* **Tasks to perform**
[a] Copy the part of the Materials and Methods text that begins at the words "With regard to" and stops after the words "works are planned.".
[b] Translate this sentence from the Materials and Methods text into Spanish: "Selected works will be taken as case studies within the larger program."

— START OF Source —

Materials and Methods

Two sets of materials will be examined: Brahmanical textual sources and epigraphy. The textual sources fall into two broad, sometimes overlapping, categories of works that represent key contexts for innovations in priestly norms: (1) the codes of domestic ritual (Grhya-Sutras = GSs) and the earliest Dharma law codes; and (2) early texts associated with the cults of Rudra-Siva and Vishnu. Selected works will be taken as case studies within the larger program.

The major textual study being undertaken here concerns the Baudhâyana-Grhya-Sûtra, one of the longest and most important of its genre, which will be edited critically and translated for the first time (with the help of several IFP manuscripts). This study aims to identify the strategies of the redactors of this composite text in adapting Vedic ritual formats to accommodate a wider range of situations and settings, and to highlight the features that both foreshadow and complement the emerging Dharma literature.

Two articles are being prepared on elements in the Dharma literature that illuminate the efforts to institutionalize Brahmanical status markers and ritual mechanisms as high-status standards in society generally and in secular legal contexts in particular. The first of these articles compares the scope of applicability of ritual expiations (prâyascitta) in comparison with legally imposed punishments; the second examines the special status of the graduate of Vedic study (snâtaka), and its eventual eclipse in the Dharma literature.

With regard to sectarian developments within the Brahmanical tradition, the Nîlarudra-Upanisad and the Atharvasiras, short works connected with early forms of Rudra cult, including the Pâsupata, have be edited and studied, with analysis of their function of grounding new sectarian trends in Vedic tradition and Brahmin authority. Studies of other such sectarian works are planned.

— END OF Source —
— START OF Dataset records —

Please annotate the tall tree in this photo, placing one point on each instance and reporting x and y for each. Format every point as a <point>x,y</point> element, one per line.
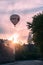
<point>37,29</point>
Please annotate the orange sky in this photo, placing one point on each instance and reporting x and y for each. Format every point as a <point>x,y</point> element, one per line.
<point>26,9</point>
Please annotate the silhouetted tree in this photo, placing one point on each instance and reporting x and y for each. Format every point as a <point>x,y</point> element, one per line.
<point>37,29</point>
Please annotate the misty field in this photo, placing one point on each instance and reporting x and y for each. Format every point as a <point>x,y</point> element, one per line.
<point>30,62</point>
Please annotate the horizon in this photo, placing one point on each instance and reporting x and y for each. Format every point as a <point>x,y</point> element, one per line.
<point>26,9</point>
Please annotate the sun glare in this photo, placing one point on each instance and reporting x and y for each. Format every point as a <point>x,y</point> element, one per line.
<point>14,38</point>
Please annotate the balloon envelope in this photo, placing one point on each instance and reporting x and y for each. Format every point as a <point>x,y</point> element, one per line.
<point>14,18</point>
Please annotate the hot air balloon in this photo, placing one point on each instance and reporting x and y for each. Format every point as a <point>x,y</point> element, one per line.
<point>14,19</point>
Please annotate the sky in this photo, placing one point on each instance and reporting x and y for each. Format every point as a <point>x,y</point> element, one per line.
<point>26,9</point>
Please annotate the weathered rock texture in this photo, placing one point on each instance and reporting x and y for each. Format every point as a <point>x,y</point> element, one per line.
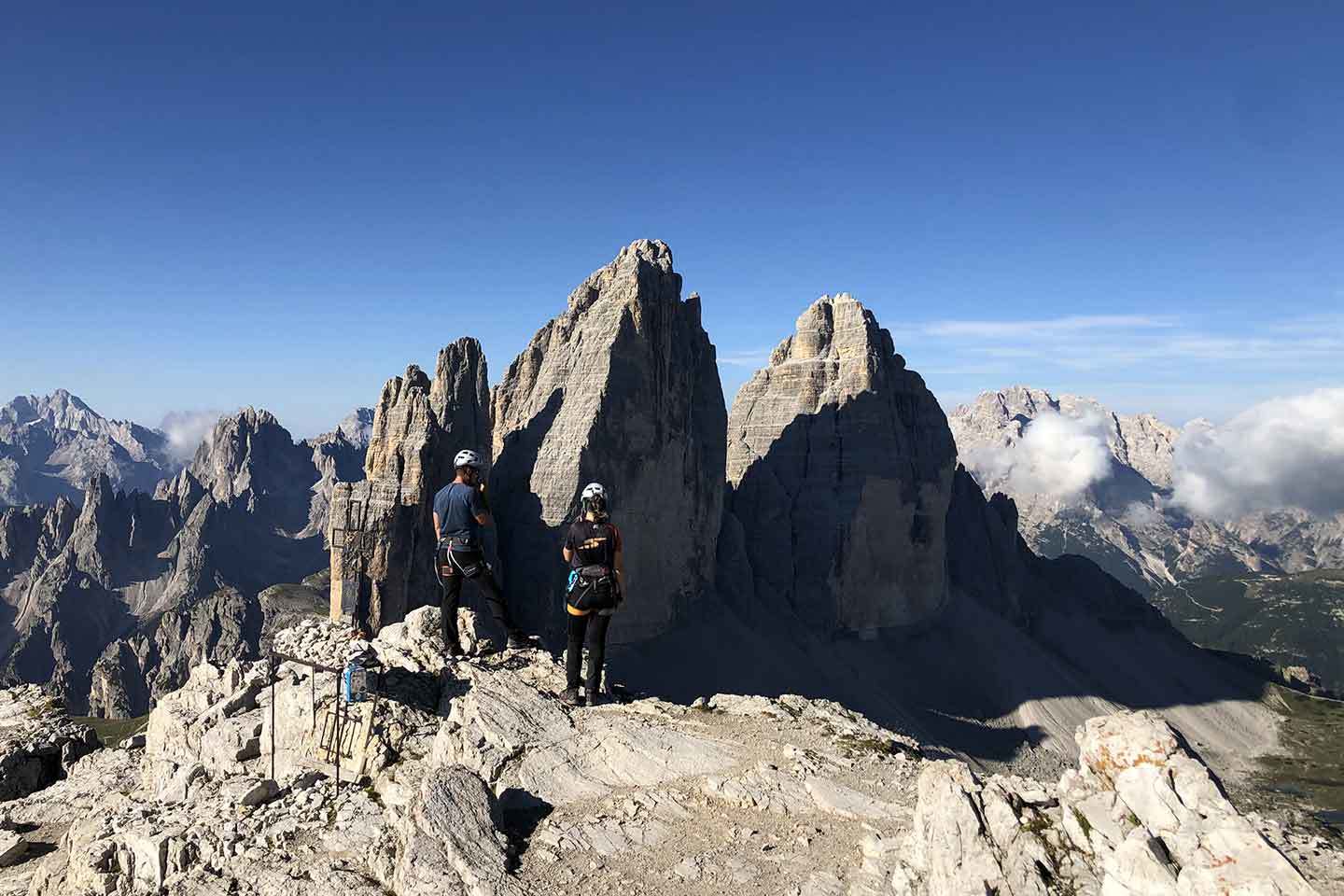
<point>110,605</point>
<point>480,782</point>
<point>840,464</point>
<point>51,446</point>
<point>38,745</point>
<point>622,388</point>
<point>382,528</point>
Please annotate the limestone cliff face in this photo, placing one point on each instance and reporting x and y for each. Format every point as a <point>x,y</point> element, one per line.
<point>382,532</point>
<point>840,468</point>
<point>622,388</point>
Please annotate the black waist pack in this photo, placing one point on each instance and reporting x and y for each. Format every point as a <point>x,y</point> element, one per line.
<point>455,559</point>
<point>593,587</point>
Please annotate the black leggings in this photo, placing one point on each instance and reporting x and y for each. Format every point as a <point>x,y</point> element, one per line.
<point>593,626</point>
<point>451,577</point>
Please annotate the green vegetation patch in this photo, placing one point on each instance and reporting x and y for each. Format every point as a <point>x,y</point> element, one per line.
<point>1309,766</point>
<point>113,731</point>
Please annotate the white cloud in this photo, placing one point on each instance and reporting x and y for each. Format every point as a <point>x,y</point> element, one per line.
<point>1280,453</point>
<point>753,359</point>
<point>1057,455</point>
<point>186,430</point>
<point>1047,327</point>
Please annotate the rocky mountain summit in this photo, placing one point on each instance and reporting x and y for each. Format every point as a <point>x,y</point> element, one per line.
<point>109,605</point>
<point>840,469</point>
<point>473,778</point>
<point>622,388</point>
<point>1124,517</point>
<point>1207,575</point>
<point>51,446</point>
<point>382,546</point>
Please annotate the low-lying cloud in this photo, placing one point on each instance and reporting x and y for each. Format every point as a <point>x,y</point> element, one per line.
<point>1058,455</point>
<point>186,430</point>
<point>1283,453</point>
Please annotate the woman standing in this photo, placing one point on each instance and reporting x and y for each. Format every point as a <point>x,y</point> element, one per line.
<point>593,551</point>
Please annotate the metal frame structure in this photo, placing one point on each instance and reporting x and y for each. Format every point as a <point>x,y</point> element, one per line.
<point>274,658</point>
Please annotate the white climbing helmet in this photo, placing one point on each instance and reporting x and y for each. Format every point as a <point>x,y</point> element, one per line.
<point>468,457</point>
<point>595,498</point>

— END OF Dataset records —

* **Final results**
[a]
With regard to sectarian developments within the Brahmanical tradition, the Nîlarudra-Upanisad and the Atharvasiras, short works connected with early forms of Rudra cult, including the Pâsupata, have be edited and studied, with analysis of their function of grounding new sectarian trends in Vedic tradition and Brahmin authority. Studies of other such sectarian works are planned.

[b] Se tomarán obras seleccionadas como estudios de caso dentro del programa más amplio.